> [Work to do] Restate the records in their entirety, word for word.

> [Material to process]
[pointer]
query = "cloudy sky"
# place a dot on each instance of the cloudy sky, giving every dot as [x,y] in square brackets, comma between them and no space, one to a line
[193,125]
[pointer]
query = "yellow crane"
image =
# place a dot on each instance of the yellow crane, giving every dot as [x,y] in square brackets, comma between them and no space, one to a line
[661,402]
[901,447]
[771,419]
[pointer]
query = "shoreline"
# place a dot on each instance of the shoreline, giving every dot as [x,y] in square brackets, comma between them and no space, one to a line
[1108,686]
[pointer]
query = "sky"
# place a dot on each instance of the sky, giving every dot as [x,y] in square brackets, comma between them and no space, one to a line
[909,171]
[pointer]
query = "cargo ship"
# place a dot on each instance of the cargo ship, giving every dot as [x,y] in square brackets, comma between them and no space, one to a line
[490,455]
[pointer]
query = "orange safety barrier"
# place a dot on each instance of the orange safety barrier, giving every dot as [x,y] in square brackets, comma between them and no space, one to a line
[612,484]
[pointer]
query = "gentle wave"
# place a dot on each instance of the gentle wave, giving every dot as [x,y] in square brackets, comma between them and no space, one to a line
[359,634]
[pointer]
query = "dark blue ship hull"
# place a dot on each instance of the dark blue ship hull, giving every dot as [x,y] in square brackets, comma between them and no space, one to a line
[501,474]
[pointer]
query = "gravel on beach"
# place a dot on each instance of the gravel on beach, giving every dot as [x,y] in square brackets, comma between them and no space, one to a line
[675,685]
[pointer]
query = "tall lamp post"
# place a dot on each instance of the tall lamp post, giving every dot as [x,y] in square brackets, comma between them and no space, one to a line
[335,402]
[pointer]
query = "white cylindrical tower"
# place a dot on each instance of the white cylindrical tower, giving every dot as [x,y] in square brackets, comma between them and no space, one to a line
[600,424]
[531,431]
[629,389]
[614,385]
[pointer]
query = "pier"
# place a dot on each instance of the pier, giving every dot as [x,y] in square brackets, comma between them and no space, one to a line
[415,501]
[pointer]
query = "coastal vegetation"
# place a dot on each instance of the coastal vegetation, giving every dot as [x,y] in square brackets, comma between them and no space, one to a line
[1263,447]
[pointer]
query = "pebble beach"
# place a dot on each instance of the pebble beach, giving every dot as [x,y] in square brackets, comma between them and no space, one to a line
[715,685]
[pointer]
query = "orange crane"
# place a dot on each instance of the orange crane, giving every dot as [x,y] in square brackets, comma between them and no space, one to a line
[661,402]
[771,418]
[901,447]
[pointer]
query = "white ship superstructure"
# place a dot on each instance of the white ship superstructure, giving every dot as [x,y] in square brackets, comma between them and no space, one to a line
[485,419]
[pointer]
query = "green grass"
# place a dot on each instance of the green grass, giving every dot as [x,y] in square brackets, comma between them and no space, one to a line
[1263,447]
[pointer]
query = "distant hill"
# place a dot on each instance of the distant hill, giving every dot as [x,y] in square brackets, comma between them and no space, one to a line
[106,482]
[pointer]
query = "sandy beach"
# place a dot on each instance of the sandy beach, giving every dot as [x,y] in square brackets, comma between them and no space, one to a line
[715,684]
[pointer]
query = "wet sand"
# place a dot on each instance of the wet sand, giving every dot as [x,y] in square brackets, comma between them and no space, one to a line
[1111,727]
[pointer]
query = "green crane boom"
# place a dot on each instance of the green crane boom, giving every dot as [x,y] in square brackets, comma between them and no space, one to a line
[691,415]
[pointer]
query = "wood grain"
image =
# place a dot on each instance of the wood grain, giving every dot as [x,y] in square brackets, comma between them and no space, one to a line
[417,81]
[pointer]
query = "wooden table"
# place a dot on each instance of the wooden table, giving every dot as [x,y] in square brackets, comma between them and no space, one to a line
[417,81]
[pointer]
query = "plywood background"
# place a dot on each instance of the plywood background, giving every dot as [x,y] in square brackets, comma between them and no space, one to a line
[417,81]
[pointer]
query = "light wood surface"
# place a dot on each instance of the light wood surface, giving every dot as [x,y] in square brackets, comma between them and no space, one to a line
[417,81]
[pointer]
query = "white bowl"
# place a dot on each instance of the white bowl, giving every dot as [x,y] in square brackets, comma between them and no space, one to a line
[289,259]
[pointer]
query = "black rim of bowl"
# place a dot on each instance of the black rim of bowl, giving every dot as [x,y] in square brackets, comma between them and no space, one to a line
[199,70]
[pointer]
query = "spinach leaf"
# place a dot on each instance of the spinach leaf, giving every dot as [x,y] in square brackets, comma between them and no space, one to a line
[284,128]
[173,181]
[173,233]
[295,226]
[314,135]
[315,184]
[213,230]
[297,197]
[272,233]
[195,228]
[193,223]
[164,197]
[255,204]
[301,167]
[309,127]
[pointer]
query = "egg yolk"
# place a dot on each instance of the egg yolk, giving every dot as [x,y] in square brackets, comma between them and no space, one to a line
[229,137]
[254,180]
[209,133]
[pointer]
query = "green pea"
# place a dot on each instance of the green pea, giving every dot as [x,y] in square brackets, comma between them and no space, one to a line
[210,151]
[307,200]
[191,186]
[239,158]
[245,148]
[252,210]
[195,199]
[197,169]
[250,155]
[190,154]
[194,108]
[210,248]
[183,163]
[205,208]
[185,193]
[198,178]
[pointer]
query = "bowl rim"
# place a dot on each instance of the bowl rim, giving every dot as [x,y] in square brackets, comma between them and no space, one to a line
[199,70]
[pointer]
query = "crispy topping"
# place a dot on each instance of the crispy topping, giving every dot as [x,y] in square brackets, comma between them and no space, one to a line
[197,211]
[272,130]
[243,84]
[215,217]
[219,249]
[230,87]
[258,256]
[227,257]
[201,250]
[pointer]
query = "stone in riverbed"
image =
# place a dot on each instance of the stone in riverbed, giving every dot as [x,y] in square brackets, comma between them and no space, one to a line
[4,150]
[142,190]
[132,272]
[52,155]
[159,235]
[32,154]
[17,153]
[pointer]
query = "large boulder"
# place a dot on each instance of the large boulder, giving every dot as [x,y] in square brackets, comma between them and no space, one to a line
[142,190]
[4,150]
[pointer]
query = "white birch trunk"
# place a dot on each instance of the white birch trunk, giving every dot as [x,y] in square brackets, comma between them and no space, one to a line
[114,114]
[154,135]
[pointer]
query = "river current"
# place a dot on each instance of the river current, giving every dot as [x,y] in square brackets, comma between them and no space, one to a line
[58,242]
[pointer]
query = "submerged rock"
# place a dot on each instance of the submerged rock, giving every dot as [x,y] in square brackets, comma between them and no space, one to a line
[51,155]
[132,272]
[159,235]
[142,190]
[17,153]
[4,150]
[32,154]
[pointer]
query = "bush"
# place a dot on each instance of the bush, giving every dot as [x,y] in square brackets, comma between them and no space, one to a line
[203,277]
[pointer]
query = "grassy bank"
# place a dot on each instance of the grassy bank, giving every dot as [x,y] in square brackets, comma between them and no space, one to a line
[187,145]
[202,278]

> [Task result]
[pointer]
query = "cloudy sky"
# place a dot on each instance of the cloudy sky, giving every dot as [x,y] in square brackets, comma between them and no space, one to a line
[193,125]
[pointer]
query = "yellow crane"
image =
# place a dot on each instance of the yellow crane, giving every dot as [x,y] in square brackets, comma between them and no space, one to a line
[661,402]
[901,447]
[771,419]
[pointer]
query = "shoreline"
# place a dot on each instance of the shoreline, giving every dot as [x,y] in square brackets, comma between them and no space, one to a line
[1108,686]
[pointer]
query = "sky"
# place a dot on each instance of the sky, giving every dot as [x,y] in square brackets, comma between them and no space, one to a line
[909,171]
[pointer]
query = "cargo ship"
# place a dot on each instance of the cargo ship, giving every dot as [x,y] in square brackets, comma between them and no space, one to a line
[490,455]
[pointer]
query = "orange safety barrier"
# place a dot on each instance of the orange safety barrier, giving every dot as [x,y] in square brackets, comma between them and no space, one to a line
[612,484]
[pointer]
query = "gentle wave"
# place a dot on each instance of the gentle wave, giving every dot as [x,y] in square brackets, comma between them and no space, one to a line
[359,634]
[pointer]
query = "dark blue ship hull"
# place a dot on each instance of the dark blue ship hull, giving every dot as [x,y] in square brackets, comma between them and no space, one to a line
[501,474]
[pointer]
query = "gravel on beach"
# place a dot on each instance of the gravel on beach, giving every dot as [x,y] in square brackets, comma between them and no space, one to a line
[675,685]
[pointer]
query = "tall lamp post"
# place a dot on each instance of the tall lamp post, giving every dot as [x,y] in square brackets, comma between them and no space, one to a line
[335,402]
[pointer]
query = "white cylindrical tower"
# place a dot on each instance of the white cylindrical tower, giving every dot as [x,y] in square brackets, comma between them and no space, one to a line
[600,424]
[531,431]
[629,389]
[614,385]
[pointer]
query = "pier"
# place a dot on each instance of the pier, giving every dot as [x,y] in square brackets, comma between them and no space, one to a line
[415,501]
[pointer]
query = "coastal vegetation"
# place a dot on each instance of the coastal vegetation, giving every dot as [x,y] in square brackets, comma between them and no space, one to a line
[1263,447]
[pointer]
query = "pebble beach"
# place a dot on each instance of the pebble beach, giving every dot as [x,y] in square brackets, comma between them and no space, one to a line
[715,685]
[pointer]
query = "orange crane"
# place a dot on each instance of the orange crane, giving every dot as [x,y] in square brackets, comma between them and no space, one to a line
[661,402]
[771,418]
[901,447]
[pointer]
query = "white ship superstructure"
# place a dot on each instance of the white ship superstructure, giving every dot as [x,y] in square brackets, comma between them and no space, one to a line
[485,419]
[pointer]
query = "green grass"
# place a dot on each instance of the green grass, giving every dot as [x,y] in square brackets, comma between them and no space, one to a line
[1263,447]
[pointer]
query = "distant hill"
# place a dot on each instance of the distant hill, giving every dot as [x,y] in square brackets, comma between them and no space, one to a line
[106,482]
[pointer]
query = "sandy beach"
# place a dot on each instance of the sandy beach, giving every dot as [x,y] in square brackets, comma between them and no space, one to a line
[715,684]
[pointer]
query = "wet sand"
# place a dot on each instance of the wet sand, giving every dot as [x,y] in square brackets, comma between them and no space, one to a line
[1111,727]
[pointer]
query = "green crane boom"
# place a dot on each instance of the green crane boom, giving every dot as [x,y] in square brackets, comma between them and no space, one to a line
[691,415]
[pointer]
query = "wood grain"
image =
# place a dot on each instance of the wood grain, giving every dot as [x,y] in square brackets, comma between them and no space, one to a line
[417,81]
[pointer]
query = "wooden table"
# place a dot on each instance of the wooden table, giving every dot as [x,y] in square brackets, comma between them and no space, one to a line
[417,81]
[pointer]
query = "plywood background"
# place a dot on each instance of the plywood background, giving every dot as [x,y] in square brackets, comma between them and no space, one to a line
[417,81]
[pointer]
query = "light wood surface"
# place a dot on each instance of the light wood surface, giving every dot as [x,y] in square brackets, comma between them and no space, one to a line
[417,81]
[pointer]
query = "white bowl"
# place a dot on each instance of the white bowl, giving every dot as [x,y] in square brackets, comma between them and no space, one to a line
[289,259]
[pointer]
query = "black rim of bowl"
# place a dot on each instance of the black rim of bowl, giving every dot as [x,y] in square brackets, comma between them and no space, one to a line
[199,70]
[pointer]
query = "spinach leaf"
# place a dot on each instance of the spinach leaf, giving every dot as [x,y] in square brackets, comma between them and no space, one to a line
[284,128]
[173,181]
[173,233]
[295,226]
[314,135]
[315,184]
[213,230]
[297,197]
[272,233]
[195,228]
[193,223]
[164,197]
[255,204]
[301,167]
[309,127]
[pointer]
query = "egg yolk"
# place a dot on each instance of the egg yolk, giving every dot as [x,y] in square brackets, comma between them and no space, one to a line
[229,137]
[254,180]
[209,133]
[pointer]
query = "green pea"
# place a dot on each instance of the green pea, giving every dot as [x,y] in square brackets, comma between them and no space, one to a line
[210,151]
[307,200]
[191,186]
[239,158]
[245,148]
[252,210]
[195,199]
[197,169]
[250,155]
[190,154]
[194,108]
[210,248]
[183,163]
[205,208]
[185,193]
[198,178]
[pointer]
query = "bowl rim"
# place a dot on each instance of the bowl rim, giving every dot as [x,y] in square brackets, comma between them and no space, one to a line
[199,70]
[pointer]
query = "crispy topping"
# place a dot on each instance of the crispy topping, giving every dot as [x,y] in square brackets, comma between them and no space, one to a line
[197,211]
[272,130]
[243,84]
[215,217]
[219,249]
[230,87]
[258,256]
[227,257]
[201,250]
[pointer]
query = "stone in riverbed"
image =
# place a dot on each instance of the stone in riverbed, giving every dot as [x,y] in square brackets, comma between them and no space, one to a line
[4,150]
[142,190]
[132,272]
[52,155]
[159,235]
[32,154]
[17,153]
[pointer]
query = "large boulder"
# place a dot on each instance of the large boulder, giving every dot as [x,y] in square brackets, comma between them and no space, one to a line
[142,190]
[4,150]
[pointer]
query = "white birch trunk"
# place a dot on each instance of the white birch trunk, giving every dot as [x,y] in square brackets, comma between them and no space, one to a line
[114,114]
[154,135]
[pointer]
query = "river current"
# place a dot on each instance of the river current, giving every dot as [x,y] in square brackets, comma between them and no space, one to a line
[58,242]
[pointer]
query = "submerged rock"
# place a dot on each instance of the submerged rock, giving every dot as [x,y] in square brackets, comma between them and no space, one to a line
[51,155]
[132,272]
[159,235]
[142,190]
[17,153]
[4,150]
[32,154]
[pointer]
query = "bush"
# place a dot on each instance of the bush, giving every dot as [x,y] in square brackets, comma between them and no space, one to a line
[203,277]
[pointer]
query = "grassy bank"
# place a dot on each instance of the grassy bank, giving every dot as [x,y] in square brackets, comma between them and no space, one to a line
[187,145]
[202,278]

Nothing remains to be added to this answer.